Collected data entries
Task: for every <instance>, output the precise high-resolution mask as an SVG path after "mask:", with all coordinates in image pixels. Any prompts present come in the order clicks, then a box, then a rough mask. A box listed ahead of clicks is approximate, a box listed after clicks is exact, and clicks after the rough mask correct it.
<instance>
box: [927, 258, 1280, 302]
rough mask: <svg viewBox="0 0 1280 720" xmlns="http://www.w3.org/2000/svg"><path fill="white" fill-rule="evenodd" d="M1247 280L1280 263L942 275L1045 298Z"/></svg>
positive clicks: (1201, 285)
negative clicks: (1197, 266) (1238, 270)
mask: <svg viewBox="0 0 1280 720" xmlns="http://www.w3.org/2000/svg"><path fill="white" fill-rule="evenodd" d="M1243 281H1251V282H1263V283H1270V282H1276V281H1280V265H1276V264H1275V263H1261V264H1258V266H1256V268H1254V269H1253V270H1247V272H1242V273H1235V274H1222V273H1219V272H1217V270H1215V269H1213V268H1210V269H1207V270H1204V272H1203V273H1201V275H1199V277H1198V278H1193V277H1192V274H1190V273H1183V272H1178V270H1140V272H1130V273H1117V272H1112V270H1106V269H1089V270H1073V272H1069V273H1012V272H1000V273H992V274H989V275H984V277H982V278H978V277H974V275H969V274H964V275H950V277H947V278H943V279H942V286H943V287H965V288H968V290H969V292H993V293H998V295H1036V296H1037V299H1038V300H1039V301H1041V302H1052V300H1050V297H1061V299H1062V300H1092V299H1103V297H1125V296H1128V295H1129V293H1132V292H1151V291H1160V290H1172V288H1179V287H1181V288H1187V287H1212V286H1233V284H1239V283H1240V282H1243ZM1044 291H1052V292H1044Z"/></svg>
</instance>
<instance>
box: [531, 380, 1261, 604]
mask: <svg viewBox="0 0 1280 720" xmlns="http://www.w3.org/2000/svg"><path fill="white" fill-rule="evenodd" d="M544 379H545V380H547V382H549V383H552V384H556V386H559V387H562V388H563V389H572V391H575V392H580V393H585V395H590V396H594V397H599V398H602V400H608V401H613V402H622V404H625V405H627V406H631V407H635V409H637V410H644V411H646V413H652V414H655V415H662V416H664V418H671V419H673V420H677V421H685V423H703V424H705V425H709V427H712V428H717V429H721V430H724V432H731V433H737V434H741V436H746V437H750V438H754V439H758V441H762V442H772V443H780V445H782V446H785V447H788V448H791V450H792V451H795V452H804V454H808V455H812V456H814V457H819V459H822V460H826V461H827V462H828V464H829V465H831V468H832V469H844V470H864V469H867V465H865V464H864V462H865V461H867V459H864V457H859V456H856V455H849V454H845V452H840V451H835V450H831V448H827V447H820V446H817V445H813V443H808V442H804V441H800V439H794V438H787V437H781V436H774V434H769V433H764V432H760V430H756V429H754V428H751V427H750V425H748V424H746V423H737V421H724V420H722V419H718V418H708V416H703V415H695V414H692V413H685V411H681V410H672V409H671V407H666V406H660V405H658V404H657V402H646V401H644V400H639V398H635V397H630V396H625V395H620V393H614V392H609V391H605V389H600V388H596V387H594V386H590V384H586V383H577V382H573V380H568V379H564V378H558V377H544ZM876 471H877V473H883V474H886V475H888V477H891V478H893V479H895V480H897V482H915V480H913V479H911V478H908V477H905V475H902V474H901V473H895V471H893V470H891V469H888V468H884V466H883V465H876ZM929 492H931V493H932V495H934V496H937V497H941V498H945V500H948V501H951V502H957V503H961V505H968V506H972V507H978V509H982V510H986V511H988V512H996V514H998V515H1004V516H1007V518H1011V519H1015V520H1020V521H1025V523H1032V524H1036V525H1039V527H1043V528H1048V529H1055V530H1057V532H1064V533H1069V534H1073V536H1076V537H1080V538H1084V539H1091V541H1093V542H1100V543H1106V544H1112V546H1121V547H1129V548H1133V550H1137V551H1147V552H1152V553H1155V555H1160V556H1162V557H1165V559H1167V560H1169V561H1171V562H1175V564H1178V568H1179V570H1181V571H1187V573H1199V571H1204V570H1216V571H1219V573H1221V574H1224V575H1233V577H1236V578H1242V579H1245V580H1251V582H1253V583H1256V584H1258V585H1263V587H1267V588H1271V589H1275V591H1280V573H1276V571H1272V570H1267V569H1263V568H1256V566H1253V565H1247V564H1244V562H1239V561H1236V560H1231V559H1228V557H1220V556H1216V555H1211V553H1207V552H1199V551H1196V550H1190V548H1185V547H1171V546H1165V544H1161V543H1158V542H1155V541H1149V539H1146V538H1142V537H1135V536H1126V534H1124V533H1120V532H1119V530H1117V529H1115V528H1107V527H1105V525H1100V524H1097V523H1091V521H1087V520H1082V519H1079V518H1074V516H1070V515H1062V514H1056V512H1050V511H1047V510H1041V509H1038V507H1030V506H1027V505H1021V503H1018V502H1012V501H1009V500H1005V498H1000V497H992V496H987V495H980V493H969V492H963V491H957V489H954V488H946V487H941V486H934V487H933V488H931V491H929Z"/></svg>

> [Work required] Rewrite everything from the start of the rows down to the line containing "box: [927, 258, 1280, 302]", swapping "rough mask" for "coarse mask" and keeping all else the same.

> [Result of the task]
Task: for every <instance>, output the precise high-resolution mask as an SVG path after "mask:", with all coordinates in image pixels. Any prompts present come in the order clicks, then a box, then a coarse mask. A box listed ahead of clicks is approximate, a box listed after clicks is exact, and clicks after the coarse mask correct it.
<instance>
box: [927, 258, 1280, 302]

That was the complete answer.